[Task set]
(1) Translate this sentence from the IOMMU patch thread into Spanish: "Perhaps device_iommu_mapped() should be improved."
(2) Continue the IOMMU patch discussion from its last line.

[Given text]
+ + + +

On 2023-01-26 13:13, Baolu Lu wrote:
> On 2023/1/20 3:18, Robin Murphy wrote:
>> Much as I'd like to remove iommu_present(), the final remaining users
>> are proving stubbornly difficult to clean up, so kick that can down
>> the road and just rework it to preserve the current behaviour without
>> depending on bus ops.
>>
>> Signed-off-by: Robin Murphy <robin.murphy@arm.com>
>> ---
>>   drivers/iommu/iommu.c | 17 ++++++++++++++++-
>>   1 file changed, 16 insertions(+), 1 deletion(-)
>>
>> diff --git a/drivers/iommu/iommu.c b/drivers/iommu/iommu.c
>> index b189ed345057..a77d58e1b976 100644
>> --- a/drivers/iommu/iommu.c
>> +++ b/drivers/iommu/iommu.c
>> @@ -1871,9 +1871,24 @@ int bus_iommu_probe(struct bus_type *bus)
>>       return ret;
>>   }
>> +static int __iommu_present(struct device *dev, void *unused)
>> +{
>> +    return device_iommu_mapped(dev);
>> +}
> 
> /**
>   * device_iommu_mapped - Returns true when the device DMA is translated
>   *                       by an IOMMU
>   * @dev: Device to perform the check on
>   */
> static inline bool device_iommu_mapped(struct device *dev)
> {
>          return (dev->iommu_group != NULL);
> }
> 
> Perhaps device_iommu_mapped() should be improved. In some cases, the
> device has an iommu_group filled is not enough to indicate that the
> device has IOMMU hardware for DMA translation.

+ + + +

[Listed records]

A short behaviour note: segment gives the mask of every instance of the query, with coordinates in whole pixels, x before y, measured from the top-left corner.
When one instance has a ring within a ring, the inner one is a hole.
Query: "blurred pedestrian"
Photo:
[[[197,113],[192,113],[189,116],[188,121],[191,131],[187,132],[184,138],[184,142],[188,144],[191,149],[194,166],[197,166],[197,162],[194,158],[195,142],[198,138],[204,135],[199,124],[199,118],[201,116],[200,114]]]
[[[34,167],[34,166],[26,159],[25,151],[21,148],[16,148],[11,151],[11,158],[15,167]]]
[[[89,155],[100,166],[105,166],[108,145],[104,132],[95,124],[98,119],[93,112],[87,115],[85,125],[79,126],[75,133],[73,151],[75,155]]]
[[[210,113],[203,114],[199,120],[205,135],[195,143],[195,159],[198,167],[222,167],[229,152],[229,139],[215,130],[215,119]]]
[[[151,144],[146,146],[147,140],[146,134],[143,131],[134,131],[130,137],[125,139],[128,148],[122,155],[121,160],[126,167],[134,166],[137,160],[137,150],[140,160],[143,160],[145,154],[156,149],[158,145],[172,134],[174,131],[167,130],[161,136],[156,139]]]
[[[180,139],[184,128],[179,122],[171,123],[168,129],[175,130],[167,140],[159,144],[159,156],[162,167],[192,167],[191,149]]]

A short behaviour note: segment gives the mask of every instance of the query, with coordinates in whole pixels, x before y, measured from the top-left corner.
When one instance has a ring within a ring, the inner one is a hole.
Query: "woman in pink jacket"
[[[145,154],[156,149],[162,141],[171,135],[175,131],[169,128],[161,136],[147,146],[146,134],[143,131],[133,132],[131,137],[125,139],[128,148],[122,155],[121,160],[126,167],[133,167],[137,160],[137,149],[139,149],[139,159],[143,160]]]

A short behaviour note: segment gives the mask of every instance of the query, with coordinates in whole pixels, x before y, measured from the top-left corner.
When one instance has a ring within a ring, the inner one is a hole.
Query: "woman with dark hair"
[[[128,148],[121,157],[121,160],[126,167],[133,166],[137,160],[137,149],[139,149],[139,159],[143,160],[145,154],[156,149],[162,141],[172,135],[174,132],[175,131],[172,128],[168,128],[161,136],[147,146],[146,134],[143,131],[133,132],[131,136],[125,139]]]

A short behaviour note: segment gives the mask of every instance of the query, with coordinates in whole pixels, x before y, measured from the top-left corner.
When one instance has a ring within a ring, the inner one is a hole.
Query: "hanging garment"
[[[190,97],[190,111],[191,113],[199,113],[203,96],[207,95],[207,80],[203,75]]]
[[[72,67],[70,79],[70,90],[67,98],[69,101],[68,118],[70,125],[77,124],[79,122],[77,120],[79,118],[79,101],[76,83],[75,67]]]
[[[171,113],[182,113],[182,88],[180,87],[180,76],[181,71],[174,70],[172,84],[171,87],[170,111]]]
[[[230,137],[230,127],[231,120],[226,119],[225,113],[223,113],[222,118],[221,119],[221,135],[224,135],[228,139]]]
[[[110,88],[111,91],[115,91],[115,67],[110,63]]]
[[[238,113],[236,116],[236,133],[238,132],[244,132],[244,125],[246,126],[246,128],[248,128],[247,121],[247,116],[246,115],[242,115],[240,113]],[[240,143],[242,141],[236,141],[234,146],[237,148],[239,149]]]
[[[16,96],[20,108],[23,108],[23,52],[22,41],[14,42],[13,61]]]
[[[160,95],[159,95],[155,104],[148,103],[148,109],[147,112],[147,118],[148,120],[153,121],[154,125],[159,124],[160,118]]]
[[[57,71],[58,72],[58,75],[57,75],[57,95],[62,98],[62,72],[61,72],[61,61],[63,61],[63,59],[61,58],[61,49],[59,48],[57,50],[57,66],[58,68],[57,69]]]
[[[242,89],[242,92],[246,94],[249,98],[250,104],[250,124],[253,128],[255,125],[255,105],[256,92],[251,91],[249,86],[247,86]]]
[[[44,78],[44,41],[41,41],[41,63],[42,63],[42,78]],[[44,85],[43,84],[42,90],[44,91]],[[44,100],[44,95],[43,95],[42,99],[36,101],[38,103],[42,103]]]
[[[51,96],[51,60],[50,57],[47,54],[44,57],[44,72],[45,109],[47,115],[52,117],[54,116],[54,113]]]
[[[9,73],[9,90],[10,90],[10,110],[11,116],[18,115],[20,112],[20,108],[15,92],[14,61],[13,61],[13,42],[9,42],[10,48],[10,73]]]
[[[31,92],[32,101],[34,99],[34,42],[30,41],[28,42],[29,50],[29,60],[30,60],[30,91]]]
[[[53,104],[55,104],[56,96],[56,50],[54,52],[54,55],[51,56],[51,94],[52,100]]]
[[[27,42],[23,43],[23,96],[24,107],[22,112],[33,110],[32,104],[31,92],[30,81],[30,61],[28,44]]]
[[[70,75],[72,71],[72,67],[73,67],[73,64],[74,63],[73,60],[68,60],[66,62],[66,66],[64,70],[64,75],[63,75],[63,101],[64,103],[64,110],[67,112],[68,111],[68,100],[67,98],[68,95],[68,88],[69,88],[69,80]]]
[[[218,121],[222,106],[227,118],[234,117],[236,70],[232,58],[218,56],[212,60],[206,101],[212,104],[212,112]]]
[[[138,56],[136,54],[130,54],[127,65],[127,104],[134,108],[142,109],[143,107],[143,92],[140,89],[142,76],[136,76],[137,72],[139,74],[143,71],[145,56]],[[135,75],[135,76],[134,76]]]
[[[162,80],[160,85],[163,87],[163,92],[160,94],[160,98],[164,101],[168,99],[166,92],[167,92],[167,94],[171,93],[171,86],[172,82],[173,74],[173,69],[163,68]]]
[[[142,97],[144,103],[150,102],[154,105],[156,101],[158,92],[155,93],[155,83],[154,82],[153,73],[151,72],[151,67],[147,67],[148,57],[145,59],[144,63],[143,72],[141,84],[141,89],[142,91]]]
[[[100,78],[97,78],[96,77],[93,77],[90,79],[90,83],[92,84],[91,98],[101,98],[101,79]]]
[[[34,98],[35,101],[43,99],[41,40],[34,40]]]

+ + + +

[Responses by task]
(1) Quizás device_iommu_mapped() debería mejorarse.

(2)
> 
> For example, VFIO could allocate an iommu_group and add a device into
> the iommu_group even there's no IOMMU hardware in
> vfio_noiommu_group_alloc().
> 
> Basically iommu_group_add_device() doesn't check the presence of an
> IOMMU.

/**
  * iommu_group_add_device [...]
  *
  * This function is called by an iommu driver [...]
  */

The "check" is inherent in the fact that it's been called at all. VFIO 
noiommu *is* an IOMMU driver in the sense that it provides a bare 
minimum of IOMMU API functionality (i.e. creating groups), sufficient to 
support (careful) usage by VFIO drivers. There would not seem to be a 
legitimate reason for some *other* driver to be specifically querying a 
device while it is already bound to a VFIO driver (and thus may have a 
noiommu group).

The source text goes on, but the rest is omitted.